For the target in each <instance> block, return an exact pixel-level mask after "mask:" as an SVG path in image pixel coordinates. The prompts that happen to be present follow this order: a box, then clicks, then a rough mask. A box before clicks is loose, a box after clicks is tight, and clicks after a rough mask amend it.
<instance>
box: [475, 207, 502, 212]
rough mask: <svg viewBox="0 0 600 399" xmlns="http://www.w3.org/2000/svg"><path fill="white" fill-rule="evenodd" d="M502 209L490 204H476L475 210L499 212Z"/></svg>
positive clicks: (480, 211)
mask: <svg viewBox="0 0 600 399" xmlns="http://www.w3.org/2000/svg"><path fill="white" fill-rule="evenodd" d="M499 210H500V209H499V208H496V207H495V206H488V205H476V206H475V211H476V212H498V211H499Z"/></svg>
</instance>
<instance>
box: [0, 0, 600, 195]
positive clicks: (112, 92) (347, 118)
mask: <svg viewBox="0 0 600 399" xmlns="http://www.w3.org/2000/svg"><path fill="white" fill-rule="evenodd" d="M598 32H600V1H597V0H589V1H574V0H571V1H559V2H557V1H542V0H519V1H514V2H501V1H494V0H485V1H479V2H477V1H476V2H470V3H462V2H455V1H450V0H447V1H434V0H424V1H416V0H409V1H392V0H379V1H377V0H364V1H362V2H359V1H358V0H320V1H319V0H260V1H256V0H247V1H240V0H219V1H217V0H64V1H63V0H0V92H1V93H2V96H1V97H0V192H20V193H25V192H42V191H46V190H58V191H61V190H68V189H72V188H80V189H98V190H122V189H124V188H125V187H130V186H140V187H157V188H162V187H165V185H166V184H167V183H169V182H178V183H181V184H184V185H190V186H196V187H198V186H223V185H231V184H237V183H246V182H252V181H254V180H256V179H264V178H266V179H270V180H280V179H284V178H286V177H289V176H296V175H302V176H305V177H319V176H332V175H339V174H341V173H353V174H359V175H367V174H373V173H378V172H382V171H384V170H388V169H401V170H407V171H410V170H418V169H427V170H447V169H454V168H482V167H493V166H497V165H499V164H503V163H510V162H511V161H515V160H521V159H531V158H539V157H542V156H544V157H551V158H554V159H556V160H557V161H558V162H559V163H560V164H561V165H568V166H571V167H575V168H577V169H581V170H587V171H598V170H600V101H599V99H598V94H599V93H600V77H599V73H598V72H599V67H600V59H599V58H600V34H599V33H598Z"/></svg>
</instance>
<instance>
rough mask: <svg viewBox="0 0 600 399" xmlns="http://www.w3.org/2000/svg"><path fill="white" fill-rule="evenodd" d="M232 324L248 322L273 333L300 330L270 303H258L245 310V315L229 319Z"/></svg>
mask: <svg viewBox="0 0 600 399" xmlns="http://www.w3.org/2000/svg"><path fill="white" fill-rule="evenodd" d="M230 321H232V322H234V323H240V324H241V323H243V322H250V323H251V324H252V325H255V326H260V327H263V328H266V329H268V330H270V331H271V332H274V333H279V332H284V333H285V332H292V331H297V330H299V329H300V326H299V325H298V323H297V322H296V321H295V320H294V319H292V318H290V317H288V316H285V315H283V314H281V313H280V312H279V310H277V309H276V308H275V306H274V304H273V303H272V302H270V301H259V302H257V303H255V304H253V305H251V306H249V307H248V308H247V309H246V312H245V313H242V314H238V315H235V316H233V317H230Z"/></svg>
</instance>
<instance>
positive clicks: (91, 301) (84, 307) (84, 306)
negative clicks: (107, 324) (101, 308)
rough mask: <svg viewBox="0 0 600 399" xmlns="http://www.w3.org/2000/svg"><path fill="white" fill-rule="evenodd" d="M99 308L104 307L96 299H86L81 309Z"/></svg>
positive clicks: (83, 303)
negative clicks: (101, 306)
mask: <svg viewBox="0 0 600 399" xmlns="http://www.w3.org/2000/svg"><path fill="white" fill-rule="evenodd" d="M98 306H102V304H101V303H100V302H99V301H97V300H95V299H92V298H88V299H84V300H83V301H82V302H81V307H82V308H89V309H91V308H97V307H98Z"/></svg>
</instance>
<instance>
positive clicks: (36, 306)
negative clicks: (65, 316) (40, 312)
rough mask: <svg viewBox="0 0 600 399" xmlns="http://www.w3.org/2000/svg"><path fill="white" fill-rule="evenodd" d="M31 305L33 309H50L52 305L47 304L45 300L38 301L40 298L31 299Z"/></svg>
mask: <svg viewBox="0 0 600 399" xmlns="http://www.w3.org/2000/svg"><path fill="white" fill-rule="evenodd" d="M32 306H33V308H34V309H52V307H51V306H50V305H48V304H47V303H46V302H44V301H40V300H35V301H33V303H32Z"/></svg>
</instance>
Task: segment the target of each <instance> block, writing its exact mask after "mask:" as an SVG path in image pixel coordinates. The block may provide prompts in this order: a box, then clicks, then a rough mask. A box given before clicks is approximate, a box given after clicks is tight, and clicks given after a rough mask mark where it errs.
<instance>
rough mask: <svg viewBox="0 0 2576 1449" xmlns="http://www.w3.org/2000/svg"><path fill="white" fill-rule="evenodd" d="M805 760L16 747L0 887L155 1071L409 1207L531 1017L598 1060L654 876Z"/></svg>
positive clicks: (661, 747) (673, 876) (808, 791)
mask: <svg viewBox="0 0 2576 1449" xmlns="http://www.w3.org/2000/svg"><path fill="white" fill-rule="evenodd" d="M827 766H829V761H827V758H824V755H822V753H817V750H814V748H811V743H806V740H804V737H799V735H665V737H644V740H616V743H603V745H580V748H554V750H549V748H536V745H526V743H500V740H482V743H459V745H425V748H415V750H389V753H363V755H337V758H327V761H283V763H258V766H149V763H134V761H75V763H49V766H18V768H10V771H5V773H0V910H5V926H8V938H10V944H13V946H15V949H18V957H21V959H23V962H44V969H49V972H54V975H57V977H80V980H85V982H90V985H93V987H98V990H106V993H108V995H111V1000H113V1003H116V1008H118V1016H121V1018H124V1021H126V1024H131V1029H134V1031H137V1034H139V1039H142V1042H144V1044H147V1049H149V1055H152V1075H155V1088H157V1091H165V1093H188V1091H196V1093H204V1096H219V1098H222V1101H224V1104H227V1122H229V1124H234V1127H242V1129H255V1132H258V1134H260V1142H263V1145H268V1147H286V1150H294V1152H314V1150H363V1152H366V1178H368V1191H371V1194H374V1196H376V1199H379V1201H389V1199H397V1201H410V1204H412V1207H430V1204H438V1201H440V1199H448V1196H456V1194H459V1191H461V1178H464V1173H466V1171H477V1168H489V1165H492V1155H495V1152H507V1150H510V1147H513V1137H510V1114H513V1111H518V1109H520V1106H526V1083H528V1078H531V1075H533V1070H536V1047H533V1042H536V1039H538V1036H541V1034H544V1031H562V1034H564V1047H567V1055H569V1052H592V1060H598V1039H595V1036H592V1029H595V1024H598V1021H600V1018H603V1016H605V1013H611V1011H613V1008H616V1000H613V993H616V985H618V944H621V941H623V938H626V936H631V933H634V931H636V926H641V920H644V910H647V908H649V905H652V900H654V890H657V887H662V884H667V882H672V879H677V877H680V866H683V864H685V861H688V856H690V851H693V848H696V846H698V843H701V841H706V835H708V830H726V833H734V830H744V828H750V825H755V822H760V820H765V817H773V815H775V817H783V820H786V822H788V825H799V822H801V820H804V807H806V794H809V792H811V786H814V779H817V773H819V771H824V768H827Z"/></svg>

※

What you are asked to do: Everything from the first line of the records above to the line containing "box: [0, 0, 600, 195]", inclusive, should be repeated exactly; leave out the rest.

Solution to this task:
For the target in each <instance> block, return an exact pixel-level mask after "mask:" as an SVG path in image pixel coordinates. The prompts that happen to be present follow this order: a box, then clicks, then a rough mask. A box before clicks is loose, a box after clicks is tight, and clicks after a rough mask amend it.
<instance>
box: [475, 207, 502, 212]
rough mask: <svg viewBox="0 0 600 399" xmlns="http://www.w3.org/2000/svg"><path fill="white" fill-rule="evenodd" d="M502 209L490 204H476L475 210L499 212Z"/></svg>
positive clicks: (480, 211)
mask: <svg viewBox="0 0 600 399" xmlns="http://www.w3.org/2000/svg"><path fill="white" fill-rule="evenodd" d="M499 210H500V209H499V208H496V207H495V206H488V205H476V206H475V211H476V212H498V211H499Z"/></svg>
</instance>
<instance>
box: [0, 0, 600, 195]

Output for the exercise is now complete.